Negli ultimi mesi la Riforma del Terzo Settore ha fatto molti passi avanti. Le ultime, in ordine di tempo, sono state le approvazioni dei decreti corretivi dell’impresa sociale e del Codice del terzo settore. In agosto poi il Governo, ascoltando le richieste delle organizzazioni, ha provveduto a prorogare da 18 a 24 mesi il termine per adeguare gli statuti degli enti al nuovo quadro normativo. Rimane però ancora molto da fare. Per capire l’agenda e le urgenze in calendario abbiamo chiesto a Claudia Fiaschi, portavoce del Forum Nazionale Terzo Settore e primo interlocutore al tavolo del Ministero. L’intervista
A che punto son i correttivi alla Riforma del Terzo Settore?
A seguito del parere del Consiglio di Stato, che ha ritenuto che il decreto correttivo non fosse il veicolo giusto per questo tipo di modifiche, la nostra priorità ora è fare in modo che alcuni provvedimenti cardine della Riforma passino attraverso la Legge di Stabilità. Anche alla luce del fatto che per gran parte si tratta di correzioni già condivise e accolte sia dal Governo che dalle Commissioni di Camera e Senato.
Di che modifiche parla?
Mi riferisco in particolare a tutta la parte delle norme fiscali per le associazioni di volontariato e di promozione sociale e anche al ripristino della possibilità per le Organizzazioni di Volontariato di autofinanziare le proprie attività.
Non dovessero arrivare queste correzioni quale sarebbe lo scenario?
Le attuali previsioni, se non corrette, configurano condizioni di svantaggio per il mondo del volontariato edell’associazionismo, portando oggettive difficoltà a svolgere gran parte delle loro tradizionali attività. È necessario un completamento del quadro normativo su questi aspetti, e anche su altri provvedimenti in attesa di essere emanati, per poter utilizzare al meglio la proroga ottenuta nel correttivo per gli adeguamenti statutari, fissata ad agosto 2019.
Oltre però al tema dei correttivi c’è quello che riguarda quei provvedimenti che completino la riforma…
Sì, ne mancano diversi. Alcuni più urgenti di altri. Tra questi quelli che consentano alle organizzazioni di volontariato di decidere il proprio vestito statutario. La proroga dei termini degli adeguamenti degli statuti era un obiettivo importante ed è stato un grande risultato perché eravamo consapevoli della necessità di mettere in condizione le organizzazioni di decidere la nuova identità statuaria e classificare bene le attività che ogni realtà svolge. Tuttavia senza la “definizione delle attività secondarie”, “linee guida del bilancio sociale” e le “linee guida per la raccolta fondi”, provvedimenti ancora in attesa del parere obbligatorio della Cabina di regia, mancano strumenti dirimenti per operare queste scelte così importanti.
-------
PARTI DELL'ESERCIZIO:
1/ Trascrivi fedelmente il tratto del testo estratto che va da "Le attuali previsioni, se" fino a "ad agosto 2019.".
2/ Inserisci in un array JSON di stringhe tutte le righe con i comandi segment e le relative maschere, una stringa per ciascuna linea e senza le linee vuote. Lascia fuori le immagini.
Le righe non hanno alcun legame con il testo estratto sulla Riforma del Terzo Settore.
-------
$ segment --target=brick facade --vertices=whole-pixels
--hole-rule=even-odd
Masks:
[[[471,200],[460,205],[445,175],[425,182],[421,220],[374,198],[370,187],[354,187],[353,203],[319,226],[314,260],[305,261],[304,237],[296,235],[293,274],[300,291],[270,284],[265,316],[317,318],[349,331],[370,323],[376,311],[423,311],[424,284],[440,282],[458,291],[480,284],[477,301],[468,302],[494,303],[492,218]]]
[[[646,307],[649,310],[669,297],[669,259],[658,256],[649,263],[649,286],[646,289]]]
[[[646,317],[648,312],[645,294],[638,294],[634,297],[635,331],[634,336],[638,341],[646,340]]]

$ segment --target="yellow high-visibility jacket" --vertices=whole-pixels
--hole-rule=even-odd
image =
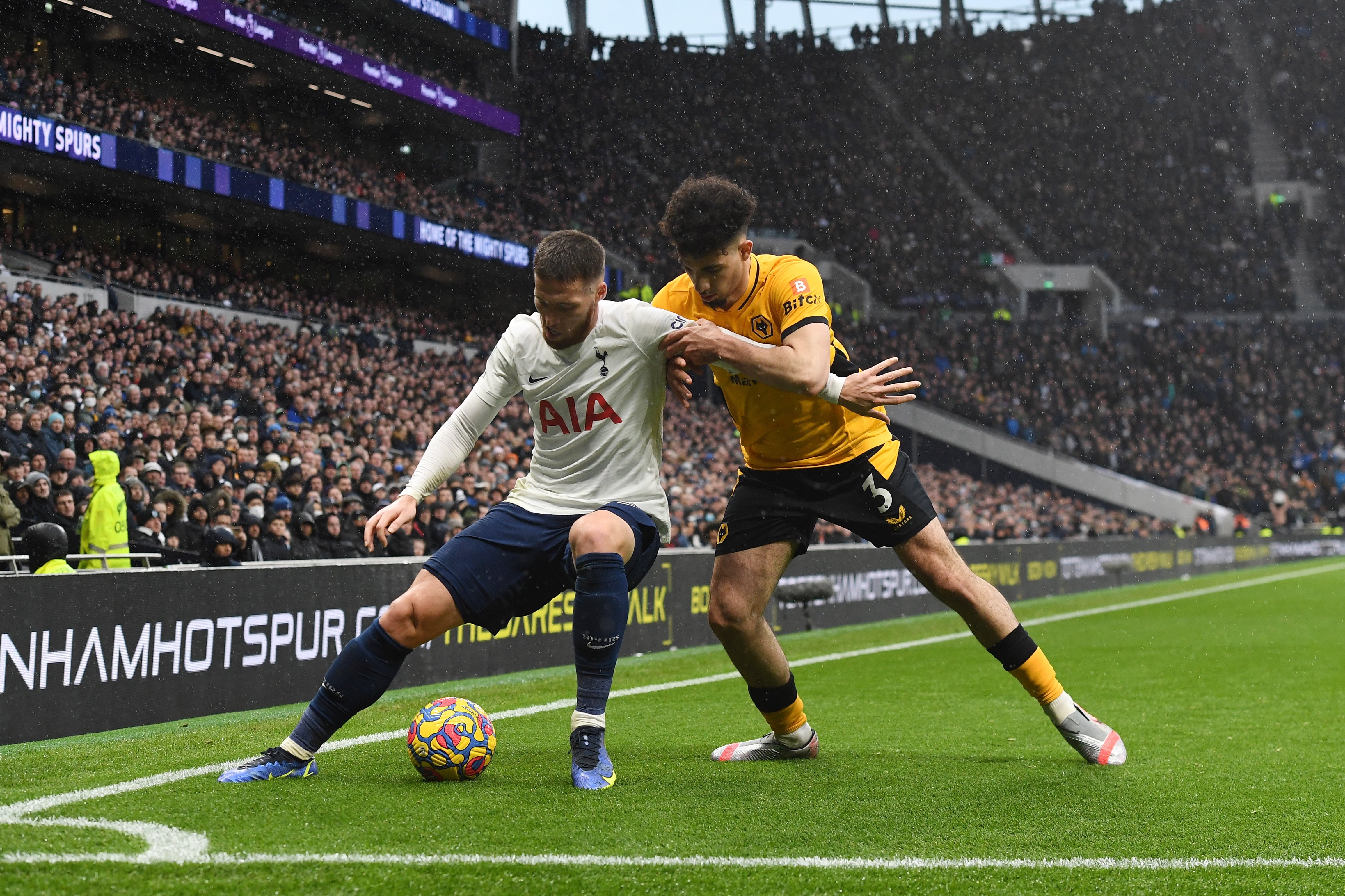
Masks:
[[[93,498],[79,527],[81,554],[129,554],[126,538],[126,492],[117,483],[121,460],[116,452],[95,451],[93,461]],[[129,569],[129,560],[82,560],[79,569]]]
-------
SOLUZIONI DELL'ESERCIZIO:
1/
Le attuali previsioni, se non corrette, configurano condizioni di svantaggio per il mondo del volontariato edell’associazionismo, portando oggettive difficoltà a svolgere gran parte delle loro tradizionali attività. È necessario un completamento del quadro normativo su questi aspetti, e anche su altri provvedimenti in attesa di essere emanati, per poter utilizzare al meglio la proroga ottenuta nel correttivo per gli adeguamenti statutari, fissata ad agosto 2019.

2/
[
  "$ segment --target=brick facade --vertices=whole-pixels",
  "--hole-rule=even-odd",
  "Masks:",
  "[[[471,200],[460,205],[445,175],[425,182],[421,220],[374,198],[370,187],[354,187],[353,203],[319,226],[314,260],[305,261],[304,237],[296,235],[293,274],[300,291],[270,284],[265,316],[317,318],[349,331],[370,323],[376,311],[423,311],[424,284],[440,282],[458,291],[480,284],[477,301],[468,302],[494,303],[492,218]]]",
  "[[[646,307],[649,310],[669,297],[669,259],[658,256],[649,263],[649,286],[646,289]]]",
  "[[[646,317],[648,312],[645,294],[638,294],[634,297],[635,331],[634,336],[638,341],[646,340]]]",
  "$ segment --target=\"yellow high-visibility jacket\" --vertices=whole-pixels",
  "--hole-rule=even-odd",
  "image =",
  "Masks:",
  "[[[93,498],[79,527],[81,554],[129,554],[126,538],[126,492],[117,483],[121,460],[116,452],[95,451],[93,461]],[[129,569],[129,560],[82,560],[79,569]]]"
]